Data under study:

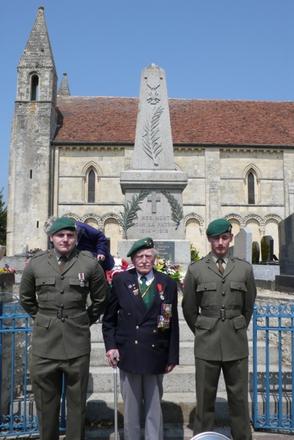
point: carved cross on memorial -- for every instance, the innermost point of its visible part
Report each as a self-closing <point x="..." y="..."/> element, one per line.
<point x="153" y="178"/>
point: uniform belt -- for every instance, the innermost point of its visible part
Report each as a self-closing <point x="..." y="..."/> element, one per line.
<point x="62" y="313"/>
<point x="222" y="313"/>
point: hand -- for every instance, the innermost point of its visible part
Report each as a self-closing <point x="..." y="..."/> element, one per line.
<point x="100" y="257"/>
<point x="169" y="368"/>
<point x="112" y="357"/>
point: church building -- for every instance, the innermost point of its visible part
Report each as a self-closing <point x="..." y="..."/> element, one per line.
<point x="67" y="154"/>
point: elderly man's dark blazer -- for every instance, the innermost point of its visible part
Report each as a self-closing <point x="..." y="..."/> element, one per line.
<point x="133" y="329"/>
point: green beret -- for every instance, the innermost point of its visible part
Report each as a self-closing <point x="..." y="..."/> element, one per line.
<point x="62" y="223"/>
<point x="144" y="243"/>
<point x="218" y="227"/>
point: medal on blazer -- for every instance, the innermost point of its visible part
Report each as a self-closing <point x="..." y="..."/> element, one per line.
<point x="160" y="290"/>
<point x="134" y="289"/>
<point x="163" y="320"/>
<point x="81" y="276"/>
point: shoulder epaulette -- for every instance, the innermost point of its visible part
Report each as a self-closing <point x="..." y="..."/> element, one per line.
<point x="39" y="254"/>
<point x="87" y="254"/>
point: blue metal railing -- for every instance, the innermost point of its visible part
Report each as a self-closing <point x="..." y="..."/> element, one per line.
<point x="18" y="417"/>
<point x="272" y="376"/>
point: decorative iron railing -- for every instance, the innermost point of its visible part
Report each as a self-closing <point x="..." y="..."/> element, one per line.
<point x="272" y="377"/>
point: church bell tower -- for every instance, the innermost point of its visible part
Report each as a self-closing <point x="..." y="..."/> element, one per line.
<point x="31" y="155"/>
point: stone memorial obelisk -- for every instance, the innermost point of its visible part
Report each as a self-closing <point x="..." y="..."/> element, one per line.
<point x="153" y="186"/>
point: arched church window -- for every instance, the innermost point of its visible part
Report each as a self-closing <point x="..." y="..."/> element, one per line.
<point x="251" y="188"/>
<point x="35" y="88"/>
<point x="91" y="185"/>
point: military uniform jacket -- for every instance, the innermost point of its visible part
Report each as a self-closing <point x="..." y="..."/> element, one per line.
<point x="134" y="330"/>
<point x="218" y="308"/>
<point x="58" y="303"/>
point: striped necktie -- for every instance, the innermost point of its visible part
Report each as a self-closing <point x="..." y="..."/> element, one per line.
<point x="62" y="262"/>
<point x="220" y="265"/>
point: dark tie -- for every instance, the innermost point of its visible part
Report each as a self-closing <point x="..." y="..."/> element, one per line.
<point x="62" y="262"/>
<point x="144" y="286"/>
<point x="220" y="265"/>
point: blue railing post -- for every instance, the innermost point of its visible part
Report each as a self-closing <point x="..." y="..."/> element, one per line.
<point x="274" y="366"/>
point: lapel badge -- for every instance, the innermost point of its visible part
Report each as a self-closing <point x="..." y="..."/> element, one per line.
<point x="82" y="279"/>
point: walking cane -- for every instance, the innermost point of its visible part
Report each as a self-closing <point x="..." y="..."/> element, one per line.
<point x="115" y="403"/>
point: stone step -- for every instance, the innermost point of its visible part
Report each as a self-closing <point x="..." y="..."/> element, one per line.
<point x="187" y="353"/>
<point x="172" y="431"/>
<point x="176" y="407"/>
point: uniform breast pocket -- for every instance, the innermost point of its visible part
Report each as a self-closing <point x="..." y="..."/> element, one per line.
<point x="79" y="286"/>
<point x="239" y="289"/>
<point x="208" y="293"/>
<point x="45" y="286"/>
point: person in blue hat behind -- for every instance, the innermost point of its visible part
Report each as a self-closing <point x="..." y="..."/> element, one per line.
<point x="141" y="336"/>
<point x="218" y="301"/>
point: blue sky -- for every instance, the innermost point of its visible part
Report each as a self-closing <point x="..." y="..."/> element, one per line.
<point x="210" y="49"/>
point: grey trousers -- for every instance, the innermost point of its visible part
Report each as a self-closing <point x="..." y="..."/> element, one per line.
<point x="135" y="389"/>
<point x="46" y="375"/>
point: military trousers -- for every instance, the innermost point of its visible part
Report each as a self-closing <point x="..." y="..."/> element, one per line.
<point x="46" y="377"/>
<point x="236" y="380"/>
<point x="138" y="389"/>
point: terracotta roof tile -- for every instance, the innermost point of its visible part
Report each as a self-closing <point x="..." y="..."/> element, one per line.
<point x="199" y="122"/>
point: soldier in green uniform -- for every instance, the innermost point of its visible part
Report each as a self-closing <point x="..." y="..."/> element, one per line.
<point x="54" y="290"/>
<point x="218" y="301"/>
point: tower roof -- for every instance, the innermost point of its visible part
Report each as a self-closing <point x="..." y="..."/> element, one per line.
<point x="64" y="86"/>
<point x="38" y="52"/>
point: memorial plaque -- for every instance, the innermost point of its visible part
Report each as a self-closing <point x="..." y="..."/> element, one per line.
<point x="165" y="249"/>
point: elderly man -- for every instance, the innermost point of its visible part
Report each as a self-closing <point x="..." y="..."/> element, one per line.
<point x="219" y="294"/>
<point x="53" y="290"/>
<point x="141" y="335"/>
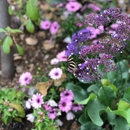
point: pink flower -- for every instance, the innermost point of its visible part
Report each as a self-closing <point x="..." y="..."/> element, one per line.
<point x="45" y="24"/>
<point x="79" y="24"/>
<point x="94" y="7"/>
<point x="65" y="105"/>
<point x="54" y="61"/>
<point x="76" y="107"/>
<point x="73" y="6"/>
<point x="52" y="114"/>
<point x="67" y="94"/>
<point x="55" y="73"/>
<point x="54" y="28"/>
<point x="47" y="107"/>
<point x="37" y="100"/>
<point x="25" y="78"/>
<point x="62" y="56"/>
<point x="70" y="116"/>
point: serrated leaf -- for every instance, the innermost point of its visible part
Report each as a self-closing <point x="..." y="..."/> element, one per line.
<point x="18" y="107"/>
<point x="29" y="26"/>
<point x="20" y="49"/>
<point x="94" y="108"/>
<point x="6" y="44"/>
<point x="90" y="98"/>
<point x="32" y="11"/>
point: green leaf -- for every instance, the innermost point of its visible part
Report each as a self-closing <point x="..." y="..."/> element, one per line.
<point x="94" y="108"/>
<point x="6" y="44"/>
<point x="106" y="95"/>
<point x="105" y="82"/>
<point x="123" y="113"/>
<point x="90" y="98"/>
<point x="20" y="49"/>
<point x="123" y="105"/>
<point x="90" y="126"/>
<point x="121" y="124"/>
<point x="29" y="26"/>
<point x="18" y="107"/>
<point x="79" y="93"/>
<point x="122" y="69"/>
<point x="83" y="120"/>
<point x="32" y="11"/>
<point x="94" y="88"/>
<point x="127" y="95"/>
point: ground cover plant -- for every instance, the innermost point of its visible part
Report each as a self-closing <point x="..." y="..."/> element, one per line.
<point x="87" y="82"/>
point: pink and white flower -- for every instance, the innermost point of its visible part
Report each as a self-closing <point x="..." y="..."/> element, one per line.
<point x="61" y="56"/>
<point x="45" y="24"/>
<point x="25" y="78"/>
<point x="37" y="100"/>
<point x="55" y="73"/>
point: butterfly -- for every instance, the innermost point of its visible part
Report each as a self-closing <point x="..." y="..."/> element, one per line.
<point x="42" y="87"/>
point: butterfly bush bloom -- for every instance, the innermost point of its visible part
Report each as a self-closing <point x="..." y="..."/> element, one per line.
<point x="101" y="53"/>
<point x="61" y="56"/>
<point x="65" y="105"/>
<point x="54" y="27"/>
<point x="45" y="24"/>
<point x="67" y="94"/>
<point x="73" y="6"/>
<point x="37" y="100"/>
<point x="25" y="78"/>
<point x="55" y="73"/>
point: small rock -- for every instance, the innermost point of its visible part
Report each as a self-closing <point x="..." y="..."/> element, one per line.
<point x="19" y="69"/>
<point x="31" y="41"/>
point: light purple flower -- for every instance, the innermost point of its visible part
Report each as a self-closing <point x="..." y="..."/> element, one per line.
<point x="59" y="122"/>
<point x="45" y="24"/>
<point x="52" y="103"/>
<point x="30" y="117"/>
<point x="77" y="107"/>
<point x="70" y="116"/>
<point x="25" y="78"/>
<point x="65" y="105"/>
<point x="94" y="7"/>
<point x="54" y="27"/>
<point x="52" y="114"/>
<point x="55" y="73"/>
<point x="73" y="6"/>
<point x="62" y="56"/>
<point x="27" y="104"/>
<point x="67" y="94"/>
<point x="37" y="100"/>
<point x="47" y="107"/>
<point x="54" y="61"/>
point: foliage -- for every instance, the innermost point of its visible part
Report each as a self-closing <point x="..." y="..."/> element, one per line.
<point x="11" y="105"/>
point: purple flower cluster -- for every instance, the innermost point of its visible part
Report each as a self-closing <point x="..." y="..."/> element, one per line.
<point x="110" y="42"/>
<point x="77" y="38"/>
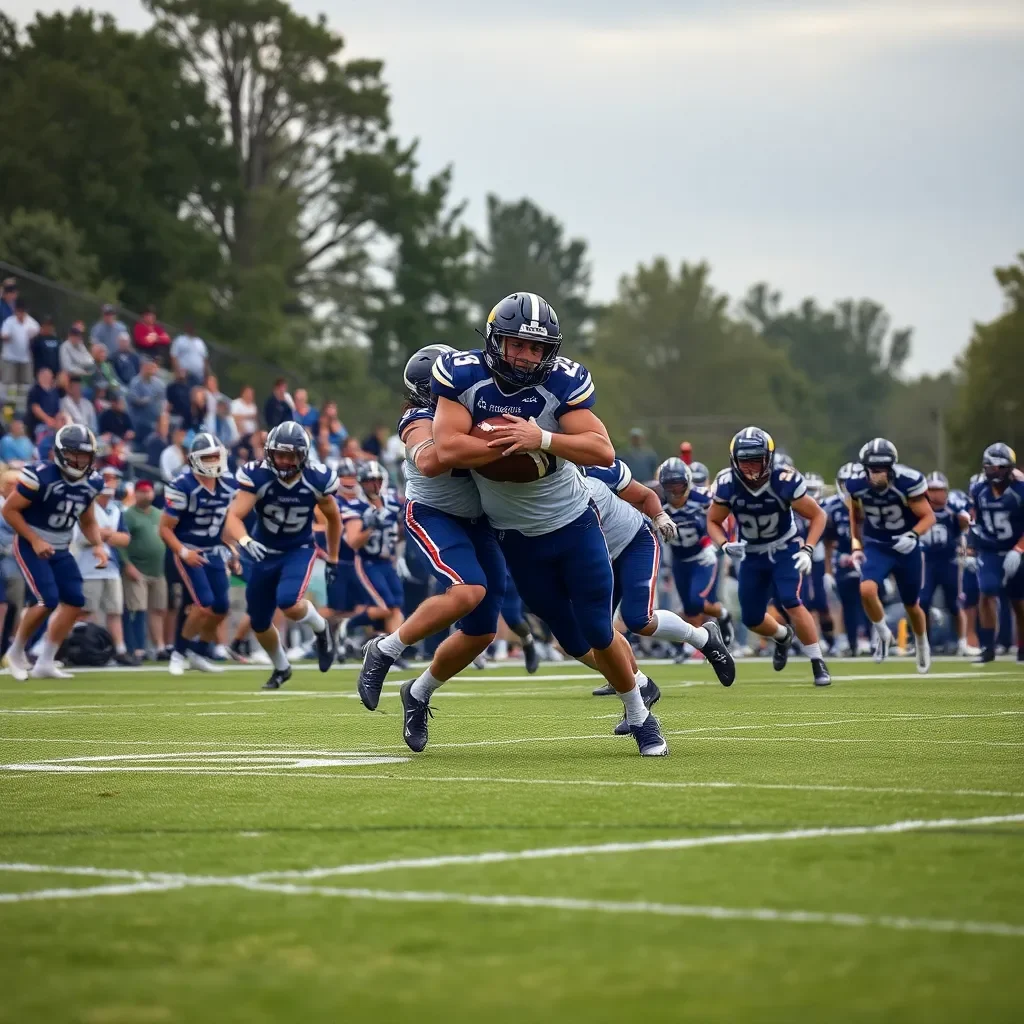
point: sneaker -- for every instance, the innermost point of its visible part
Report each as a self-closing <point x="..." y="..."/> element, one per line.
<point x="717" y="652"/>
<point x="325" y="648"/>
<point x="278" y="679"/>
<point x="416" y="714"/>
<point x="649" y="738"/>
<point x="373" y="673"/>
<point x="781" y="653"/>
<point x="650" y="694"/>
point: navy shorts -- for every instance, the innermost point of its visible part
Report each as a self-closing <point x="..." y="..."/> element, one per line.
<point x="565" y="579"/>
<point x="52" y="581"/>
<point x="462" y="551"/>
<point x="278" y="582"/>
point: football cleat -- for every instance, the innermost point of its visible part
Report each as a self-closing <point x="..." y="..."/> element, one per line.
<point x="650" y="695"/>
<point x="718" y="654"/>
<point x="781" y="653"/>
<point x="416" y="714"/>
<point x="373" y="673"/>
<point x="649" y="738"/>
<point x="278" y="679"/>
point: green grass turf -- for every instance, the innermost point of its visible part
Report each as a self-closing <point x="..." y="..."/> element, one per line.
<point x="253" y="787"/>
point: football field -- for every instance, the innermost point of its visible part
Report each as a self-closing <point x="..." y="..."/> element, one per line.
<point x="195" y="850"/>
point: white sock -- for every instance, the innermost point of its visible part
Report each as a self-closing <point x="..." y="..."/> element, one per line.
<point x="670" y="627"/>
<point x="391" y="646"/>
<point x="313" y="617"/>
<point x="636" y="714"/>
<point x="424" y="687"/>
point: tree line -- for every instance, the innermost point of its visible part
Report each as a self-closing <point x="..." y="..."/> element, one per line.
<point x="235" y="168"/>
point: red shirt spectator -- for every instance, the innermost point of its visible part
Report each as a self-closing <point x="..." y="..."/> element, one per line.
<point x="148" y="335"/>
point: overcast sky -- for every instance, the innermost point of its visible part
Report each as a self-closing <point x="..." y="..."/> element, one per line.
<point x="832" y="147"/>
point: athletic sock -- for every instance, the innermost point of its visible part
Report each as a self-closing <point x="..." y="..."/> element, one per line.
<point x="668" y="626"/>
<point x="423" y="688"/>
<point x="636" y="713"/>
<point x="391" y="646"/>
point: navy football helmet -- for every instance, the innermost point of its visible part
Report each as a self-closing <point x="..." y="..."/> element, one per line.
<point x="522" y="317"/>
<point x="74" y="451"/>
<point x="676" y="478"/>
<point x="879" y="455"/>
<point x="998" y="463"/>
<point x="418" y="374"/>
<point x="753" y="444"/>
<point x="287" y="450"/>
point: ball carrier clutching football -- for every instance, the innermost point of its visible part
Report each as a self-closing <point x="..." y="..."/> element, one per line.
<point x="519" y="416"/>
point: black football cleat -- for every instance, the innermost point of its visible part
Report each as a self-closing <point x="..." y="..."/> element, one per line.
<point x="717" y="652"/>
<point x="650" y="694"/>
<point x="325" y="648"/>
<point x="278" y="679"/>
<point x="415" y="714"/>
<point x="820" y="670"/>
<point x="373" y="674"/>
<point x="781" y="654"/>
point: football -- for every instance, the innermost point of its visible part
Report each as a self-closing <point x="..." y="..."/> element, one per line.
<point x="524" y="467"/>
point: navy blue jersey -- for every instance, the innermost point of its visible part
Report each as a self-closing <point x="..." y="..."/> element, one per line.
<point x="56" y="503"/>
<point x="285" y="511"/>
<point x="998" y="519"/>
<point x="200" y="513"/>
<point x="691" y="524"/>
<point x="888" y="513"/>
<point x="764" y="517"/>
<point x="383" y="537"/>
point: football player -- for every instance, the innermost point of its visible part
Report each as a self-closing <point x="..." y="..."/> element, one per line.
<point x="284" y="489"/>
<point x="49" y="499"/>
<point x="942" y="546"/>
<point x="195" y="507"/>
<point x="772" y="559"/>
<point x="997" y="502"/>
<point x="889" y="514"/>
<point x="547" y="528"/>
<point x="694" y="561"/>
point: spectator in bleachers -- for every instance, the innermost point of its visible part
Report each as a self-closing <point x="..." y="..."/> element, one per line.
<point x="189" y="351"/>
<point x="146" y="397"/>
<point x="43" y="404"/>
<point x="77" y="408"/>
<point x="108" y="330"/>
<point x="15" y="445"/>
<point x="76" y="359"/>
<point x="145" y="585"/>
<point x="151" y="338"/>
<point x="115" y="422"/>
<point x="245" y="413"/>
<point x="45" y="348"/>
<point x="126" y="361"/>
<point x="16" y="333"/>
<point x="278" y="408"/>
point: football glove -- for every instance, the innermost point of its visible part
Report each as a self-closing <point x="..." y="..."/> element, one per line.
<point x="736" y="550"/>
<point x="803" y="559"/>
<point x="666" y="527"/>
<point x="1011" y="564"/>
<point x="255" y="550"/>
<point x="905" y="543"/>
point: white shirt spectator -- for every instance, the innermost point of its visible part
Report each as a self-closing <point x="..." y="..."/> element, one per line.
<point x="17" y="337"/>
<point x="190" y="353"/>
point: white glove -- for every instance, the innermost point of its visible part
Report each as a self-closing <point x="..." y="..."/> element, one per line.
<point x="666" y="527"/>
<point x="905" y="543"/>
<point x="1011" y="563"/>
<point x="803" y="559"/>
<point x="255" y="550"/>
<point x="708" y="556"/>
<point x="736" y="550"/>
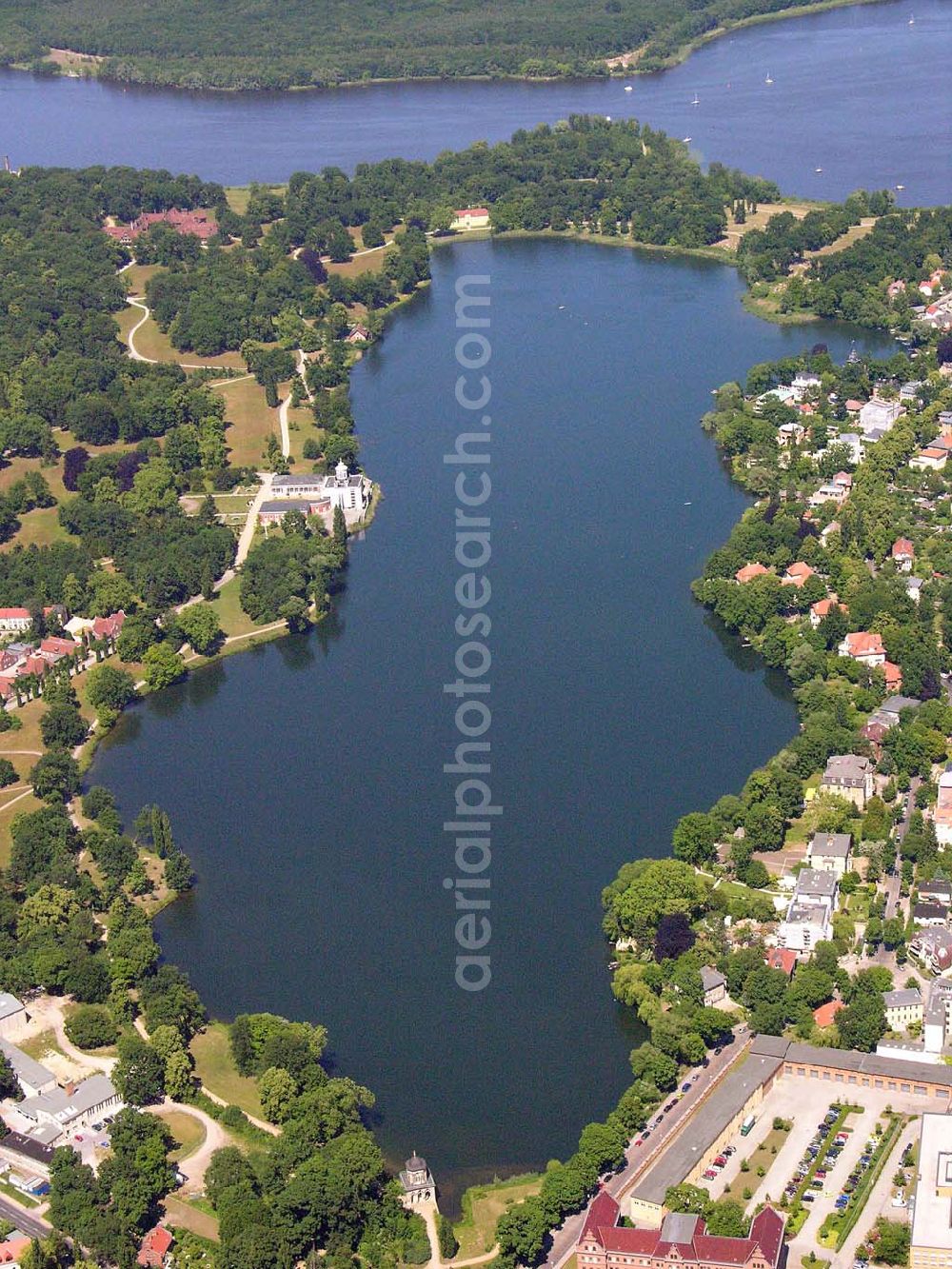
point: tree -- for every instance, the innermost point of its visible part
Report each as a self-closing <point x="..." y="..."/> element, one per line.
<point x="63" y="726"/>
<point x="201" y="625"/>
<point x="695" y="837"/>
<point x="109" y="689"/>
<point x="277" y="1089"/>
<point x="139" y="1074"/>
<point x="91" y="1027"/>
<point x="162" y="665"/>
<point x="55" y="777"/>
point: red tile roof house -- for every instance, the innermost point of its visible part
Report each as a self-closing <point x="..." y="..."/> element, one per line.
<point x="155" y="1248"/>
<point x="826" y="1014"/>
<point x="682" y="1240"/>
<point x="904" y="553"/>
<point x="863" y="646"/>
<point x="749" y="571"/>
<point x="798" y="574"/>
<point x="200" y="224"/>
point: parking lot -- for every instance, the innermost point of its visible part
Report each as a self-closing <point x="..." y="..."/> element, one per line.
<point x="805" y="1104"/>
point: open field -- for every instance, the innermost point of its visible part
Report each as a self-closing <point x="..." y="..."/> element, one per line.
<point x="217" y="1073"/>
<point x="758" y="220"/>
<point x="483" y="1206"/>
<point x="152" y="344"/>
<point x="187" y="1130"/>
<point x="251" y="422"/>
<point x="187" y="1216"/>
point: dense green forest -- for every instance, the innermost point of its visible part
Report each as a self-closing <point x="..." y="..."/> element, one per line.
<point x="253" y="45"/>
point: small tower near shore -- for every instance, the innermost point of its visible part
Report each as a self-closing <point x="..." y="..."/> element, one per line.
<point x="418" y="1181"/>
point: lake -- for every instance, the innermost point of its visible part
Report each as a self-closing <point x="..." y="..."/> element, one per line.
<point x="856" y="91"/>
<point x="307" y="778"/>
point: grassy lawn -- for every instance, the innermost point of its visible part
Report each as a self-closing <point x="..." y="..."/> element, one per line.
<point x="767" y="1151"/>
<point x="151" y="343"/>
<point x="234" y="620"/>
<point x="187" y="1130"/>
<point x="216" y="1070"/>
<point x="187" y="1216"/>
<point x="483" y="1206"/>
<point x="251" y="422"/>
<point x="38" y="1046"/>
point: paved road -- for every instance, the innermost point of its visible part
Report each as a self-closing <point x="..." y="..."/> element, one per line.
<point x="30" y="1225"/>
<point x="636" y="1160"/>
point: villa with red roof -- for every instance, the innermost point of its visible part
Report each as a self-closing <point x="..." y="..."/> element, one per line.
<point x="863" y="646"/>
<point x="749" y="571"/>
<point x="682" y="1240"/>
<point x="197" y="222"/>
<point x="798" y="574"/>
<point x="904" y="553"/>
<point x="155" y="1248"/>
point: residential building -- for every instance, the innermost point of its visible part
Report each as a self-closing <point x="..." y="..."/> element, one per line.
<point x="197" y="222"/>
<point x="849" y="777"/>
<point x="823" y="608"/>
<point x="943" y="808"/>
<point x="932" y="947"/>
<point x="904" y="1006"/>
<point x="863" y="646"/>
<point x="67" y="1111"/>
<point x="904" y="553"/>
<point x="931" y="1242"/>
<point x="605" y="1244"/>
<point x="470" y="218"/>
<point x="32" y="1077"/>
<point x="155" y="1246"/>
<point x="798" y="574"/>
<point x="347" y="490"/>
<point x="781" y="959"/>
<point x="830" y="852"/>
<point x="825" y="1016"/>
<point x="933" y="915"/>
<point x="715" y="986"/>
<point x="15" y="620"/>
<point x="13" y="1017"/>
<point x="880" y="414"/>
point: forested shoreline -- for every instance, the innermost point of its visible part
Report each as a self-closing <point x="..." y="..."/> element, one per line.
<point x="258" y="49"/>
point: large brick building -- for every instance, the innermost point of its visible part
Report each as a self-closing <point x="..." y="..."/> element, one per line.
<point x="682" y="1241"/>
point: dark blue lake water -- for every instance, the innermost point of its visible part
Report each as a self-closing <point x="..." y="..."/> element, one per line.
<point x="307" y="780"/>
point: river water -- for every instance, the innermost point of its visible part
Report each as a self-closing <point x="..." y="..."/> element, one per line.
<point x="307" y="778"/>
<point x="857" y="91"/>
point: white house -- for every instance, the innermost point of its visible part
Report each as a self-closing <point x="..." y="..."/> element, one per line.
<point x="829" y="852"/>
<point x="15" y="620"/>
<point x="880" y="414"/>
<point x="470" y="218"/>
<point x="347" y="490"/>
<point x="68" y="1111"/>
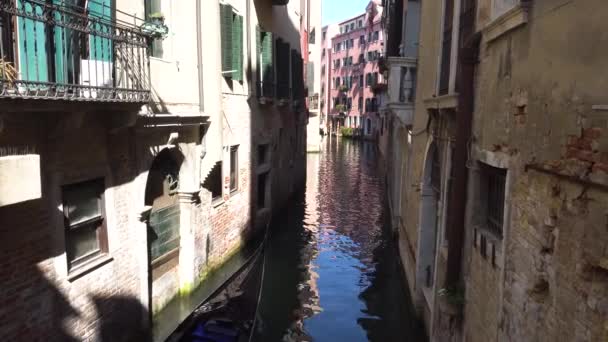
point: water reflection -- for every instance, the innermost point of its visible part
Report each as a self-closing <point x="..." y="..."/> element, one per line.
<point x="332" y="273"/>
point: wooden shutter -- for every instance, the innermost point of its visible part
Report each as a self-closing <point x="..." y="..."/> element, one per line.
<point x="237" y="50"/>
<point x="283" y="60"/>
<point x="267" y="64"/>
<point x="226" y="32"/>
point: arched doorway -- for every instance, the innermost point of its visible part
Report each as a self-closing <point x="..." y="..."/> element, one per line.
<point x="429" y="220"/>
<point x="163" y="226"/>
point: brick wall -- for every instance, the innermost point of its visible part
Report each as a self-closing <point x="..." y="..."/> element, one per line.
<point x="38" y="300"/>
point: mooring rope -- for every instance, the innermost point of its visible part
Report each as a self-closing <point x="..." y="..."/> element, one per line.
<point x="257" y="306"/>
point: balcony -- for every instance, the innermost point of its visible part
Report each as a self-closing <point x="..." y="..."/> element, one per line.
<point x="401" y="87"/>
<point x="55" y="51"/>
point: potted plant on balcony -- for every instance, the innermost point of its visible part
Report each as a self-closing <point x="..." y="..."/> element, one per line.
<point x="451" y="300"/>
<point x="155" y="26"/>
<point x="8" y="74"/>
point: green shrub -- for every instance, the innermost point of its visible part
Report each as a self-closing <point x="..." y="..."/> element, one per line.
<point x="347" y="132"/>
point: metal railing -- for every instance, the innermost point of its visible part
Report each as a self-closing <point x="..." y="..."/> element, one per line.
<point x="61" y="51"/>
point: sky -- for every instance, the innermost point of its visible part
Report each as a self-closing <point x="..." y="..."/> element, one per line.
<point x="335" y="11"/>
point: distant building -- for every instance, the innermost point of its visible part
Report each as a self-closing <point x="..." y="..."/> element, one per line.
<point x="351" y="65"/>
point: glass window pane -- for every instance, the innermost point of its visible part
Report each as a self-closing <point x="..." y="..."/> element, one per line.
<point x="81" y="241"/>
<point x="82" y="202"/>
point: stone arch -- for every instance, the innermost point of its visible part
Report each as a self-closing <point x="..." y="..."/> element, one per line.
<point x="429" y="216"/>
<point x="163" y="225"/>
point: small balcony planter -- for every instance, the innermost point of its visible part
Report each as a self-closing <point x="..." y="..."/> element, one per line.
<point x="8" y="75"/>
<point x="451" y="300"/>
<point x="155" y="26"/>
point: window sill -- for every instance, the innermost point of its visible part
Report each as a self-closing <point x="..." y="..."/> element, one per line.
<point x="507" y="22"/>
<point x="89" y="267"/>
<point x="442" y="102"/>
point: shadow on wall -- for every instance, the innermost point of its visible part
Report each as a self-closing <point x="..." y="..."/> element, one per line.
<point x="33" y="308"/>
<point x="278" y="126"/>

Exercise: Word for word, output the lines from the beginning of the listing through the line holding "point: uniform belt" and nothing beyond them. Omit the pictures.

Exercise response:
point: carved cross on memorial -- for every instance, the innermost point of its visible part
Report each as a self-closing <point x="..." y="..."/> element, one per line.
<point x="153" y="178"/>
point: uniform belt -- for every instance, the innermost point of its visible part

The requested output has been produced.